PROBLEM 1 — In the text on home intruder detection, what accuracy did the model embedded in Raspberry Pi 3 achieve in real-time use?

Nowadays, security and safety are crucial elements due to the growth of crimes and thefts in the home. With the progress and advancement of technology, the home is embedded with distinct security systems and approaches to detect intruders [1]. Security and safety of the home are one of the applications of smart home automation with the Internet of Things (IoT). IoT enables interconnecting the distinct smart devices of the home to obtain real-time information from any location [2]. Surveillance systems have gained significant attention because of such issues that can be implemented for continuous monitoring and streaming of those videos live. In addition, ML techniques have also gained attention in classifying the real-time data precisely. Currently, along with IoT sensors, the camera-assisted system based on Raspberry Pi has gained wide attention for real-time monitoring through motion [3]. A Raspberry Pi and image processing-based system have been proposed to rescue isolated people, in which the camera-based Raspberry Pi mounted on a quadcopter streams the real-time video to rescue human beings [4]. However, they are a few limitations during the implementation of this system in real time for the detection and tracking of human beings. To resolve this issue, in this study we have proposed a system that integrates Raspberry Pi 3-based vision and a customized ATmega-based sensor for real-time detection of intruders through facial emotion. To implement this system in real time for the detection of a suspicious object, a trained model based on SVM and HOG is preloaded in the Raspberry Pi 3. The main contributions of the study are as follows:(i)An architecture is proposed for the implementation of vision node-inspired real-time motion detection with Raspberry Pi-III and a customized ATmega328 board(ii)Raspberry Pi 3 is preloaded with a trained model based on a machine learning (ML)-inspired support vector machine (SVM) along with a histogram of oriented gradients (HOG)(iii)In the real-time implementation of the system, the model embedded in Raspberry Pi 3 has achieved an accuracy of 99.9% for 20 different subjects with accurate facial recognition

The structure of the article is as follows: Section 2 covers the literature review; Section 3 covers hardware description; Section 4 covers built and operation instructions; Section 5 covers validation and characterization, and the article concludes in the final section.

PROBLEM 2 — Copy the rows word for word, starting at the line that contains "Medical imaging task — a pathologist needs the location of hazy" and stopping after the line that contains "[0,0,640,360]".

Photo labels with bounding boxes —
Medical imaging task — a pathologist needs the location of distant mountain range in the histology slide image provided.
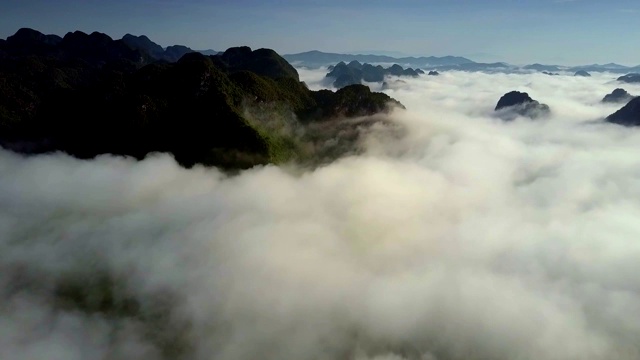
[122,34,219,62]
[283,50,640,74]
[283,50,474,67]
[0,28,403,171]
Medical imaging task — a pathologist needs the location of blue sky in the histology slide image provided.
[0,0,640,65]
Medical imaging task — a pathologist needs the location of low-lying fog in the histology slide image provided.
[0,69,640,360]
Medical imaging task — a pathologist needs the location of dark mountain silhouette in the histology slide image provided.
[0,29,402,169]
[606,97,640,126]
[523,64,562,72]
[617,73,640,83]
[122,34,218,62]
[494,91,550,120]
[326,60,424,88]
[196,49,220,56]
[602,88,634,103]
[283,50,473,67]
[122,34,164,59]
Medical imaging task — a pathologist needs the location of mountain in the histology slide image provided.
[606,97,640,126]
[0,30,402,169]
[494,91,550,121]
[567,63,631,73]
[122,34,164,59]
[602,88,634,103]
[326,60,424,89]
[196,49,220,56]
[617,73,640,83]
[283,50,473,68]
[523,64,562,72]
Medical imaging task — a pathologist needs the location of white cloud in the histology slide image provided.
[0,72,640,360]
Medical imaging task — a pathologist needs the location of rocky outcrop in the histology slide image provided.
[617,73,640,83]
[606,97,640,126]
[0,27,401,169]
[602,88,634,104]
[326,61,424,89]
[494,91,550,120]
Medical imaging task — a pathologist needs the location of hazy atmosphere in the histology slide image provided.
[0,70,640,360]
[0,0,640,66]
[0,0,640,360]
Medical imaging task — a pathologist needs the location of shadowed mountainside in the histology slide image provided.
[606,97,640,126]
[495,91,550,120]
[602,88,634,103]
[326,60,424,89]
[0,29,402,169]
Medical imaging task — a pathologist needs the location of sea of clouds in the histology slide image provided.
[0,69,640,360]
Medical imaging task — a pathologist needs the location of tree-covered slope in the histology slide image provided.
[0,30,401,168]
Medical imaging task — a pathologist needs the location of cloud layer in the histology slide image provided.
[0,72,640,360]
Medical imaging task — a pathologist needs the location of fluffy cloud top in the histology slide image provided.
[0,72,640,360]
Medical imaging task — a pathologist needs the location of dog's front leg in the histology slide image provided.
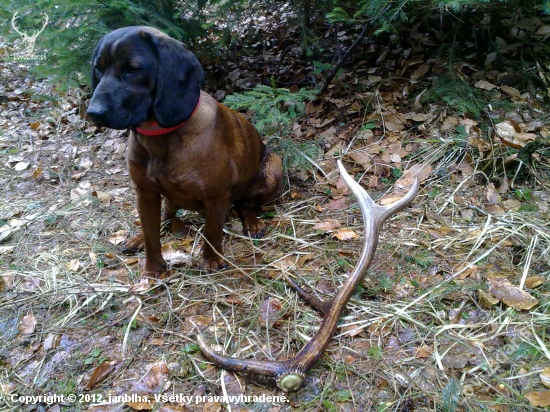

TASK SOLUTION 1 — It achieved an accuracy of 99.9% for 20 different subjects.

TASK SOLUTION 2 —
Medical imaging task — a pathologist needs the location of hazy atmosphere in the histology slide image provided.
[0,70,640,360]
[0,0,640,66]
[0,0,640,360]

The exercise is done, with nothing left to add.